══ Supplied material ══

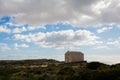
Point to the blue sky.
(47, 31)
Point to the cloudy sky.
(35, 29)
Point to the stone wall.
(73, 56)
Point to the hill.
(49, 69)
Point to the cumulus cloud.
(60, 38)
(4, 47)
(19, 30)
(115, 43)
(104, 29)
(77, 12)
(17, 46)
(4, 29)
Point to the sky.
(36, 29)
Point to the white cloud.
(4, 29)
(60, 39)
(77, 12)
(104, 29)
(36, 27)
(4, 47)
(19, 30)
(115, 43)
(17, 46)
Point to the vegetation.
(55, 70)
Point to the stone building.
(74, 56)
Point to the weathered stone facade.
(74, 56)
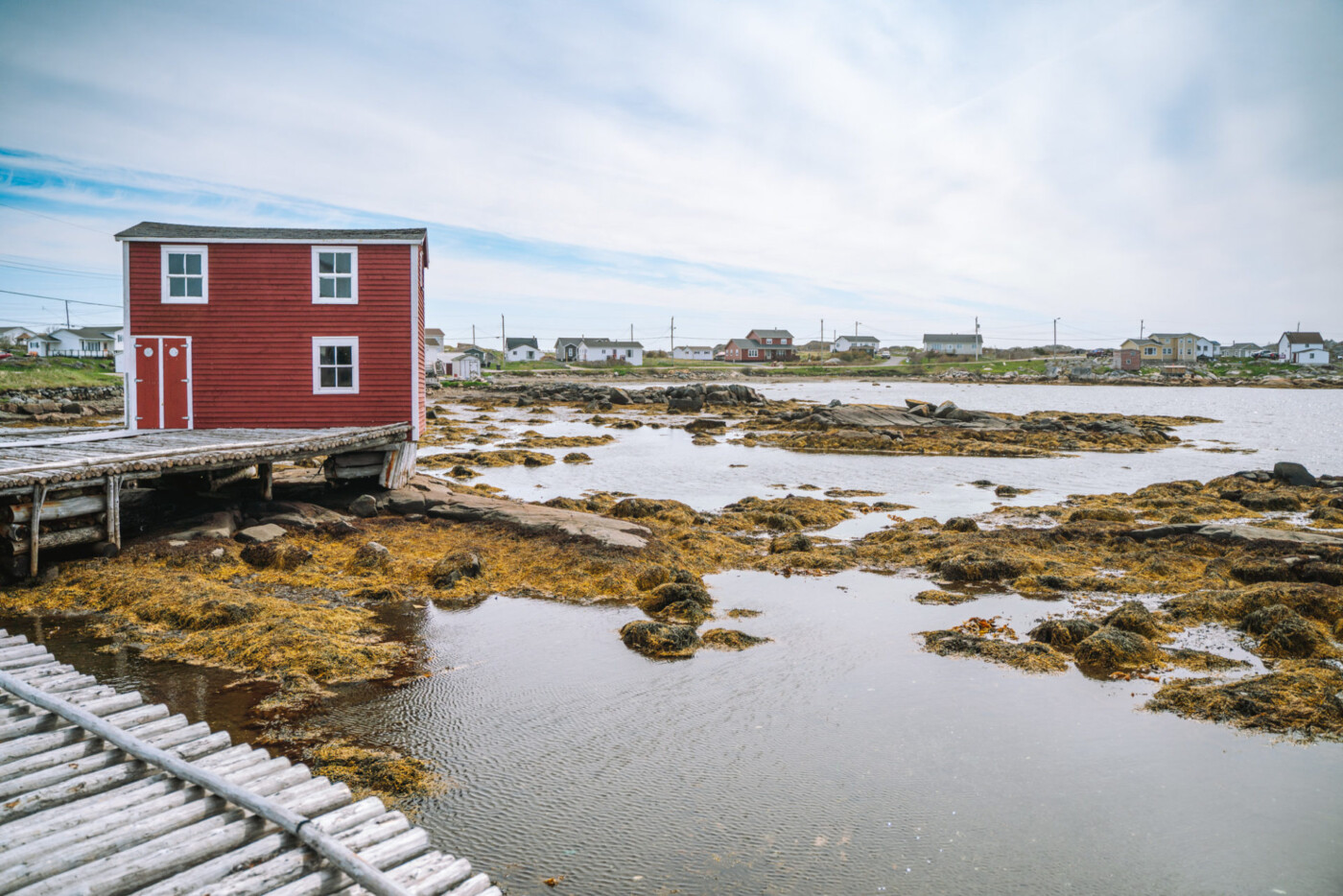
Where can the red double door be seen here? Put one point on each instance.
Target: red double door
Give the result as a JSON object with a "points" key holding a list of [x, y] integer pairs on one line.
{"points": [[163, 383]]}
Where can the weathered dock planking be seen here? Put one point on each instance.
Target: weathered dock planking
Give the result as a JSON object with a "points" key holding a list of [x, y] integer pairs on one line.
{"points": [[74, 480], [80, 814]]}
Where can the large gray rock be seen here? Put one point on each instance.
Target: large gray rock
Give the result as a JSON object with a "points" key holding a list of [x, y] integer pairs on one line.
{"points": [[1292, 473], [261, 533], [365, 506]]}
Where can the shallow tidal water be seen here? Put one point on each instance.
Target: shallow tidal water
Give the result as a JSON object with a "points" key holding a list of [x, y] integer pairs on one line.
{"points": [[841, 758]]}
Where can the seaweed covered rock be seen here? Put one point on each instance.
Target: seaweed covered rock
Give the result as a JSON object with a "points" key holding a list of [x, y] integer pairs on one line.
{"points": [[1030, 656], [1265, 618], [788, 543], [671, 593], [691, 613], [456, 566], [1112, 649], [1134, 617], [660, 509], [660, 640], [275, 555], [371, 556], [1295, 637], [1300, 698], [976, 566], [1063, 634], [1100, 515], [731, 640]]}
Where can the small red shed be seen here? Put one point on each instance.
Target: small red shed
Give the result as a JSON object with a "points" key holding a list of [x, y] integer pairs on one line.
{"points": [[278, 328]]}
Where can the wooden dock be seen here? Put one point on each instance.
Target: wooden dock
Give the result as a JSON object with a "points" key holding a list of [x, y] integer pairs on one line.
{"points": [[80, 814], [66, 489]]}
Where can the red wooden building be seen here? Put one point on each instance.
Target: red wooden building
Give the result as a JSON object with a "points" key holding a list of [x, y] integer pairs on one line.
{"points": [[762, 345], [251, 326]]}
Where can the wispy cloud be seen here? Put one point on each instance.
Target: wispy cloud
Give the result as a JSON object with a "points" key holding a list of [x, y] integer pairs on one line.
{"points": [[591, 167]]}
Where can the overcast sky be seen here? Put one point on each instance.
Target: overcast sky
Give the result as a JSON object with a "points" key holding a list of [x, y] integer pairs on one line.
{"points": [[590, 167]]}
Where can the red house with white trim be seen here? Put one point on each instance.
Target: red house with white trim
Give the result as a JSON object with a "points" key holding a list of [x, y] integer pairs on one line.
{"points": [[762, 345], [274, 328]]}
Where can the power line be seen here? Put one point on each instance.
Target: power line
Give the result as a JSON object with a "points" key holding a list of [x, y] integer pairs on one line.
{"points": [[57, 298], [59, 221]]}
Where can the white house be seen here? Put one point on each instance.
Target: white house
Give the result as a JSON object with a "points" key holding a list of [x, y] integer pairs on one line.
{"points": [[1302, 348], [951, 342], [601, 349], [78, 342], [17, 336], [457, 365], [567, 348], [523, 349], [865, 342]]}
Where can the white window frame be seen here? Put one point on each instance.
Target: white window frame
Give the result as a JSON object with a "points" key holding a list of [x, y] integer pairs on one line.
{"points": [[204, 274], [335, 342], [353, 275]]}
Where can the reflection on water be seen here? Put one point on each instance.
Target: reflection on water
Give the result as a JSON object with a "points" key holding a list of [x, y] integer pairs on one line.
{"points": [[1278, 425], [836, 759]]}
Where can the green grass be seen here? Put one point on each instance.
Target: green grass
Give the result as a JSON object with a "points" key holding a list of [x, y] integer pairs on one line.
{"points": [[56, 372]]}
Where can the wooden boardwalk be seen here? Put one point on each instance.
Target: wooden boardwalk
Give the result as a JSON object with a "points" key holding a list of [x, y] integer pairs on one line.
{"points": [[80, 815], [71, 483]]}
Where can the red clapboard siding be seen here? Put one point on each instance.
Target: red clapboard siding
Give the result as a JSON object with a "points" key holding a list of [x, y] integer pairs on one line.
{"points": [[252, 342]]}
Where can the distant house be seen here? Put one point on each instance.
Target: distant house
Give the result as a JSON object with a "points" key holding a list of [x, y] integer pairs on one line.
{"points": [[953, 342], [1148, 349], [603, 349], [78, 342], [567, 348], [862, 342], [1302, 348], [17, 338], [457, 365], [523, 349], [1177, 348], [762, 345]]}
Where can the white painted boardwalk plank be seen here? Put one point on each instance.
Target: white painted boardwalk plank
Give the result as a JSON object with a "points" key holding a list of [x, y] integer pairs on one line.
{"points": [[80, 817]]}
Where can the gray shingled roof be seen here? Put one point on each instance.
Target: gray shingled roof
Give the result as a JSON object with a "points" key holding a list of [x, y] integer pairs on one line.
{"points": [[1305, 336], [157, 230]]}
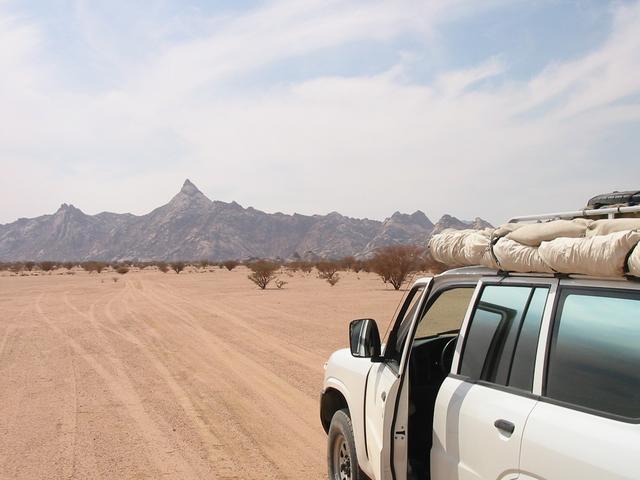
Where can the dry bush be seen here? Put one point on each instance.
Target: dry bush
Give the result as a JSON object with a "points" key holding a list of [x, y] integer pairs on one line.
{"points": [[177, 266], [15, 267], [93, 266], [327, 269], [46, 266], [162, 266], [262, 272], [347, 263], [394, 263], [294, 266], [230, 264], [333, 280]]}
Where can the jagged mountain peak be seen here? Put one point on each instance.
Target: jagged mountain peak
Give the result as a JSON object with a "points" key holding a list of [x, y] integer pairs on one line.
{"points": [[191, 226], [188, 188], [189, 196]]}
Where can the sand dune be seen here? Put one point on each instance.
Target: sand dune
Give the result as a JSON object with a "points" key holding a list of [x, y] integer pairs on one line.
{"points": [[197, 375]]}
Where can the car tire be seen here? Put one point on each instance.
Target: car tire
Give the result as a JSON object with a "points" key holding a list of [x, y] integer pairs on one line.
{"points": [[342, 460]]}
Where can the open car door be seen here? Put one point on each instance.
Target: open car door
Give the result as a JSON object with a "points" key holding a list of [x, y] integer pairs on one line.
{"points": [[385, 409]]}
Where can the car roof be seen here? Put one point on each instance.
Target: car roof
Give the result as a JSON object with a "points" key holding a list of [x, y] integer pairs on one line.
{"points": [[478, 272]]}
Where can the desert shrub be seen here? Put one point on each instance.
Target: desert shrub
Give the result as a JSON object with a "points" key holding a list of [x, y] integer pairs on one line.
{"points": [[347, 263], [357, 265], [162, 266], [177, 266], [93, 266], [262, 272], [230, 264], [333, 280], [15, 267], [394, 263], [46, 266], [327, 269]]}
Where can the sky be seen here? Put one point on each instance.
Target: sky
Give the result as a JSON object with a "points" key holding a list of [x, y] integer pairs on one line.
{"points": [[366, 107]]}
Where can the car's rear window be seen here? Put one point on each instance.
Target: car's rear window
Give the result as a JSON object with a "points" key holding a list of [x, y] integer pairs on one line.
{"points": [[594, 359]]}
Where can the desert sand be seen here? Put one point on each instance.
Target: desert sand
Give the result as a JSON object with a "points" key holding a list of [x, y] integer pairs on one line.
{"points": [[197, 375]]}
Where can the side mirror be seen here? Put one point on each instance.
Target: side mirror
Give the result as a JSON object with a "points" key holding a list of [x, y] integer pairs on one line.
{"points": [[364, 339]]}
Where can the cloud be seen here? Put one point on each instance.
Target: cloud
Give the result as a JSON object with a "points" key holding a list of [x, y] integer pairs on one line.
{"points": [[471, 141]]}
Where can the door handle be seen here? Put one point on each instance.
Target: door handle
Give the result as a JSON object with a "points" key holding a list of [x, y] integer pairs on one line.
{"points": [[504, 425]]}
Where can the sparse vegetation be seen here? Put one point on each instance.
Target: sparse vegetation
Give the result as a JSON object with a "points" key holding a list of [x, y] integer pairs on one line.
{"points": [[328, 270], [46, 266], [93, 266], [262, 273], [394, 263], [177, 266], [333, 280], [230, 264]]}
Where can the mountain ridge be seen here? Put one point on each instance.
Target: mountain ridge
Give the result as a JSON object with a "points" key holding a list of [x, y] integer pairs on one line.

═══

» **The problem**:
Beginning at the line that holds "Where can the side", write out word for word each line through the end of the records.

» **Output for this task**:
Where can the side mirror be seen here? Put one point on each instance.
Target: side mirror
Give the result as a JSON object with a "points" key holding a list of [x, y] integer pairs on one line.
{"points": [[364, 339]]}
Where can the cloud be seen here? Put one point on each instance.
Target: cloud
Give the result as a JSON object with a "points" key holding a list of [x, y] integer pairs on one line.
{"points": [[471, 141]]}
Where can the door handle be seen here? Put one point on each instance.
Target: door handle
Give the result as a JSON object with a "points" key holding a list of [x, y] integer pairs on one line.
{"points": [[504, 425]]}
Where can the sparse vegetation be seen here? Put one point on each instance.
Target: sparse vegetation
Give the result as a JSON object with a "points" key holding a list of [x, y] integer pairs on one line.
{"points": [[328, 270], [46, 266], [93, 266], [262, 273], [394, 263], [177, 266], [333, 280], [230, 264]]}
Where can the mountain ridge be seen here? Put one point on each instance.
Target: mountain ridge
Give the result as a JSON object with a "points" key holding a list of [x, y] integer pairs on one line.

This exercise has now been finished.